_WHAT IS EXPECTED_. Count the lines in the items below that contain the string "ground", treating uppercase and lowercase as different. Reply with the number only.

_INPUT MATERIAL_.
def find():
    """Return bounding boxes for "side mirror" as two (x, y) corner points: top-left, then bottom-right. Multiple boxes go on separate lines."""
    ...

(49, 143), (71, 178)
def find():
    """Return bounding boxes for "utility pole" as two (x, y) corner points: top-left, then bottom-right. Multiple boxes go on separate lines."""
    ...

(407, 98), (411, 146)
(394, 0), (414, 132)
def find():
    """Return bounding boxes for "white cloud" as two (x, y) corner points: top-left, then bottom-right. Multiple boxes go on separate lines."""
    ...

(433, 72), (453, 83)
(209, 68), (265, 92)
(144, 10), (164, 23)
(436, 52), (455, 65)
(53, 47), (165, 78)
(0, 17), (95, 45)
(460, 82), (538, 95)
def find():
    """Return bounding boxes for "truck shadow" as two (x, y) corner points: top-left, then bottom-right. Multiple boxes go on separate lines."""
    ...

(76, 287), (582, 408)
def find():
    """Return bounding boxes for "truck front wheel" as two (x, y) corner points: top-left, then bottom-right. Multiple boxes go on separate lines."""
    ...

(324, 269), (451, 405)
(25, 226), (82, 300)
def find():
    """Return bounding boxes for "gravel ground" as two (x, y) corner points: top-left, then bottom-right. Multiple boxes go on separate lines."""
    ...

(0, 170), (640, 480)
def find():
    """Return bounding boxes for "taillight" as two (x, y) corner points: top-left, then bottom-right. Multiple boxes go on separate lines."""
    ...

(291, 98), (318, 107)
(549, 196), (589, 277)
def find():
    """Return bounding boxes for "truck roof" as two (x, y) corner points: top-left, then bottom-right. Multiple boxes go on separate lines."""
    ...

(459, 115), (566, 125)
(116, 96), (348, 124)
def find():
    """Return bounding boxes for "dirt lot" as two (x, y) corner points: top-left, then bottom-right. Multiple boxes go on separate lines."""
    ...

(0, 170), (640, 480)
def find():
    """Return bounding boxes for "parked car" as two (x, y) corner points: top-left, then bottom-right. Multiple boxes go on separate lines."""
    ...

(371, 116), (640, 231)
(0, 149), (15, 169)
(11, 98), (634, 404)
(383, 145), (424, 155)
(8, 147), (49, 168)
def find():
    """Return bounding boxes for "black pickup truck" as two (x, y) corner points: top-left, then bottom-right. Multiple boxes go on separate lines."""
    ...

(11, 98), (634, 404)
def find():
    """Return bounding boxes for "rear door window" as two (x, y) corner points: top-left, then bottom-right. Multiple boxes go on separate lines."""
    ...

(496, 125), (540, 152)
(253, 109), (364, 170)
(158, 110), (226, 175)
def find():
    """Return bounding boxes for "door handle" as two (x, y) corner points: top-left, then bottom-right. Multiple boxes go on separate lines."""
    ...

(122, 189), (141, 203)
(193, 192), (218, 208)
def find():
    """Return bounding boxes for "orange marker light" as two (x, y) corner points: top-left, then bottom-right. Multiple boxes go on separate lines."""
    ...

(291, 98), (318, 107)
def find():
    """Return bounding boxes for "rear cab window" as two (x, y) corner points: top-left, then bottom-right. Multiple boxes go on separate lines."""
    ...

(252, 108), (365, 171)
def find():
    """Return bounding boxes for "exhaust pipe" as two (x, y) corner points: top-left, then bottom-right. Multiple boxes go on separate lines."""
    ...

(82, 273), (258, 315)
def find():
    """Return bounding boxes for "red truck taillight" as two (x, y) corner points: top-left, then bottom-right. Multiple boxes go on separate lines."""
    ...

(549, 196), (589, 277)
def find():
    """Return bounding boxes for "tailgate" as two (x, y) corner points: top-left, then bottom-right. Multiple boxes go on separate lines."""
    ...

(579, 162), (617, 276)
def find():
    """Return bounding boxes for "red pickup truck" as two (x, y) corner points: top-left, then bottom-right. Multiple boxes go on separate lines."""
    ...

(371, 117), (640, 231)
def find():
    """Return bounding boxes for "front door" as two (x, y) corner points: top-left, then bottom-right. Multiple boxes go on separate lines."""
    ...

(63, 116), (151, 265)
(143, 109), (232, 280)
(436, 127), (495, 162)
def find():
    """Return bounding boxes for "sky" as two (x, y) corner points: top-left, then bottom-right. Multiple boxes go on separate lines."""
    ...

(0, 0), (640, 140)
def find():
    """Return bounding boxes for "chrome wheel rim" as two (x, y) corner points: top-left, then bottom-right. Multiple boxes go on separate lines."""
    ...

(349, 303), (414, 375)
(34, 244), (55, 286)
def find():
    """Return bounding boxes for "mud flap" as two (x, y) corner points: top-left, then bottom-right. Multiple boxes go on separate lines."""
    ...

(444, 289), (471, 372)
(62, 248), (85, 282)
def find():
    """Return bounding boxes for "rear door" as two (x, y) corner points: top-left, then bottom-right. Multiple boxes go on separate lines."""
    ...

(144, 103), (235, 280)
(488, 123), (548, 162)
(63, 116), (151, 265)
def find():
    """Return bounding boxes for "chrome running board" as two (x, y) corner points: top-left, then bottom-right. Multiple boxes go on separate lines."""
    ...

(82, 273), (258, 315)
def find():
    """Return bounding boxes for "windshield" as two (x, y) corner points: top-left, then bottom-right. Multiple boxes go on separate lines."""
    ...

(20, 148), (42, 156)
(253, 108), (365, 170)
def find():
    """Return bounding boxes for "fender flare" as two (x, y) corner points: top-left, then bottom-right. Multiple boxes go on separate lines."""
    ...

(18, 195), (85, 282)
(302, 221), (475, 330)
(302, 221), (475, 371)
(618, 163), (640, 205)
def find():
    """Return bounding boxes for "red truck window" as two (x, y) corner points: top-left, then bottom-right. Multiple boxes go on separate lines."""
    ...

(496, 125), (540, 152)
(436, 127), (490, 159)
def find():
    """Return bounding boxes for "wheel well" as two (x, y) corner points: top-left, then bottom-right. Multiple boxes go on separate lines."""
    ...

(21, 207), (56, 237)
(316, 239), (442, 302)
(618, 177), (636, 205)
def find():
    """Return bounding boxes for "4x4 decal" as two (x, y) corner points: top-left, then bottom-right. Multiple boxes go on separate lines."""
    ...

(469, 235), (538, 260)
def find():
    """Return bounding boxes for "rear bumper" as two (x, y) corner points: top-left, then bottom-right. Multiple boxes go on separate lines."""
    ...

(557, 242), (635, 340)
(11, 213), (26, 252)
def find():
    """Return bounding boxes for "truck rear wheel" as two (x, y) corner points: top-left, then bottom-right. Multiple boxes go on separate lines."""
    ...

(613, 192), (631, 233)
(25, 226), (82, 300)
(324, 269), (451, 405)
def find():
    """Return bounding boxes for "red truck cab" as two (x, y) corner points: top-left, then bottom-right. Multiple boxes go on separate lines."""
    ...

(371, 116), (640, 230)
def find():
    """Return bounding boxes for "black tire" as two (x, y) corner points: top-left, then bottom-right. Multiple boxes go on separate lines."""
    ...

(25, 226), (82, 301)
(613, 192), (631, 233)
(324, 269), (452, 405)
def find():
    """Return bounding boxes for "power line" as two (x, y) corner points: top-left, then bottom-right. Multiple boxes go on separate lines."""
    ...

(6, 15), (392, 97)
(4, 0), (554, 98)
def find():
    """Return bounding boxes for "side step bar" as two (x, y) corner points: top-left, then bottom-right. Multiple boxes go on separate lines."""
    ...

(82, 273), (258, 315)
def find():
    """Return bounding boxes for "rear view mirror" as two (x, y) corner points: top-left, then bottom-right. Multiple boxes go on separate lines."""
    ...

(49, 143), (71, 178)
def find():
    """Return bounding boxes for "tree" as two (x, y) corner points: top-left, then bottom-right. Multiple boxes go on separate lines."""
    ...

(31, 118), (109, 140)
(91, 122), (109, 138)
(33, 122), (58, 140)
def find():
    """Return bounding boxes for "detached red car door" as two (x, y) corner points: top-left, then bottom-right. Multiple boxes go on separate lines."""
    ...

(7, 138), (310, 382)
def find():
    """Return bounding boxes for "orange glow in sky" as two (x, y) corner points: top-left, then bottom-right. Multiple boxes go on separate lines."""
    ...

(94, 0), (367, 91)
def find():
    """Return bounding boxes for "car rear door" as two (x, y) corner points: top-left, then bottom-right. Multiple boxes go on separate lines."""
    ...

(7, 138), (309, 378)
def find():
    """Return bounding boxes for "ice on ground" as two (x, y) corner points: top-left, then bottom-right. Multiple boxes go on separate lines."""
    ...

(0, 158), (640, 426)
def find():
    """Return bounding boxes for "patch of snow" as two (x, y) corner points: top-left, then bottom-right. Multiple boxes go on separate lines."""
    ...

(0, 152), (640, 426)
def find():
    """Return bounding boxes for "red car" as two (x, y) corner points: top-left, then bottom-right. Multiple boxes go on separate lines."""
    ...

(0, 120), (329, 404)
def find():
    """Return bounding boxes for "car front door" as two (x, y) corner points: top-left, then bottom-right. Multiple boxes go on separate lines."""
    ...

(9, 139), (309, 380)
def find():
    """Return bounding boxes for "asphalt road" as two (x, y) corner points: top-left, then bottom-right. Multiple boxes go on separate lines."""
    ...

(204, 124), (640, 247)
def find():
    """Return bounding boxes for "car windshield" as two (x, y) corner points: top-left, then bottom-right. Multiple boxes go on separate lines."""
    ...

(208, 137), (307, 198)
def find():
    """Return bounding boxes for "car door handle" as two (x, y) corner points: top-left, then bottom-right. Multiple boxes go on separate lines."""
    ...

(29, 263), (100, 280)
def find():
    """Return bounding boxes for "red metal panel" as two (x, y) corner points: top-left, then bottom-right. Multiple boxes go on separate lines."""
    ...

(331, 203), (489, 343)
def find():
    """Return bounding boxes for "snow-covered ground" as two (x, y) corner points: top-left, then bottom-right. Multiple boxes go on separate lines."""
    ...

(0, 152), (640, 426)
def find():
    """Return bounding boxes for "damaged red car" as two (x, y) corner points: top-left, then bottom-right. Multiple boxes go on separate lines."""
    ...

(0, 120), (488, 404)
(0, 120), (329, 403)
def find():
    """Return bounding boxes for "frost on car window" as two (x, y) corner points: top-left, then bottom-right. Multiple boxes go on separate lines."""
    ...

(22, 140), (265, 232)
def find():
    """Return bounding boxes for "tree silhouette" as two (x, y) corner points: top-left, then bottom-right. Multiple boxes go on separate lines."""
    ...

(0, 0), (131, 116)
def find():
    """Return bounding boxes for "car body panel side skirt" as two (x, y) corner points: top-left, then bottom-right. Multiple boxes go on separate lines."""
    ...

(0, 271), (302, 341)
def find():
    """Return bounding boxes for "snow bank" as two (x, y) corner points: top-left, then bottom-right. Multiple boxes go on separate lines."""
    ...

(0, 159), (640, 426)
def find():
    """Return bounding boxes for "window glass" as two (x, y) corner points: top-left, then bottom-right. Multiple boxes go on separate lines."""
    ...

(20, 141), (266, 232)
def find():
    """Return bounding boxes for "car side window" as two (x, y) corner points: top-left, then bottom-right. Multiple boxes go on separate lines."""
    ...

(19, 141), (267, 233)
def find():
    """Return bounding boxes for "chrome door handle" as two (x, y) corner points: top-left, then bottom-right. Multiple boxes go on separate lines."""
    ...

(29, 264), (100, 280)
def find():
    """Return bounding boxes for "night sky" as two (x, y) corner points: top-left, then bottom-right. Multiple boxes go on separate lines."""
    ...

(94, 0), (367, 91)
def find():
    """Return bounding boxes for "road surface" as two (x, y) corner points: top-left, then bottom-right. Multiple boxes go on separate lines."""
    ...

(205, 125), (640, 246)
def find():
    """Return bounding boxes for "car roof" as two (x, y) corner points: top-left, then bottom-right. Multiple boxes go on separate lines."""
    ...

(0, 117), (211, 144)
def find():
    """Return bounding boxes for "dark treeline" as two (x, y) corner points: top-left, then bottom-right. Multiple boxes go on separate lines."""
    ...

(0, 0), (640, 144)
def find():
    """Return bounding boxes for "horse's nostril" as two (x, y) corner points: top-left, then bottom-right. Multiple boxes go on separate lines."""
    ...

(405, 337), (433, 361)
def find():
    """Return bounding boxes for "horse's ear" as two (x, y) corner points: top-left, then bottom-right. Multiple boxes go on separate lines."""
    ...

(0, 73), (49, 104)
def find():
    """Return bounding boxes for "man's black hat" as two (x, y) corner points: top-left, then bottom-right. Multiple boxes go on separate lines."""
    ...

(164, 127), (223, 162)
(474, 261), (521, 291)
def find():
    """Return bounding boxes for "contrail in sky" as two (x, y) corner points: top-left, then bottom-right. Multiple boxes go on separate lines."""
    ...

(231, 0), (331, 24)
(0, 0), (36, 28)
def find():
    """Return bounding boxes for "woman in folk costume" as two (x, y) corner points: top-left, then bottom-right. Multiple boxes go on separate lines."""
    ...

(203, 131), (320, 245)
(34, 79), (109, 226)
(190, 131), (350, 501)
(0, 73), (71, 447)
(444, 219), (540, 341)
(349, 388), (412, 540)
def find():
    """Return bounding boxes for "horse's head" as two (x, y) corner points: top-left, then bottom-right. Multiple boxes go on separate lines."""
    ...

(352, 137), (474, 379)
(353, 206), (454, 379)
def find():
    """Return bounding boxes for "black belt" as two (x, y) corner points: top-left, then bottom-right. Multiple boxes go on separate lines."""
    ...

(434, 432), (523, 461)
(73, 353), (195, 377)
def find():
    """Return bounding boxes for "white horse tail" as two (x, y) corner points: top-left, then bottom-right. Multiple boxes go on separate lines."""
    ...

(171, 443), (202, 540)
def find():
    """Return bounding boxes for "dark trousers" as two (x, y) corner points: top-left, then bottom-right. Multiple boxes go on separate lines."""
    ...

_CORRECT RESPONSE_. 3